— Your objective —
Copy out every line of the records below in full, rescaling each coordinate in the answers by 0.4 and rounding it to a whole number, with halves rounded up. Leave all other numbers, including those in the format sample, unchanged.
::::::::
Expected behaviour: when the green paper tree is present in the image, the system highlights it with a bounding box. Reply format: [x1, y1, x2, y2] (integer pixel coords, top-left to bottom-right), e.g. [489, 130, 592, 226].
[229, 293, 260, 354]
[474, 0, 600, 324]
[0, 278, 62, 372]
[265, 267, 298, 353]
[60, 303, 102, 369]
::::::::
— Complete response —
Expected behaviour: when the green paper tree is present in the image, the system highlights it with a bounding box. Reply format: [x1, y1, x2, y2] (integer pixel coords, top-left to bottom-right), e.g. [489, 130, 592, 226].
[92, 117, 104, 142]
[190, 0, 240, 130]
[0, 111, 25, 149]
[106, 107, 119, 141]
[24, 121, 41, 148]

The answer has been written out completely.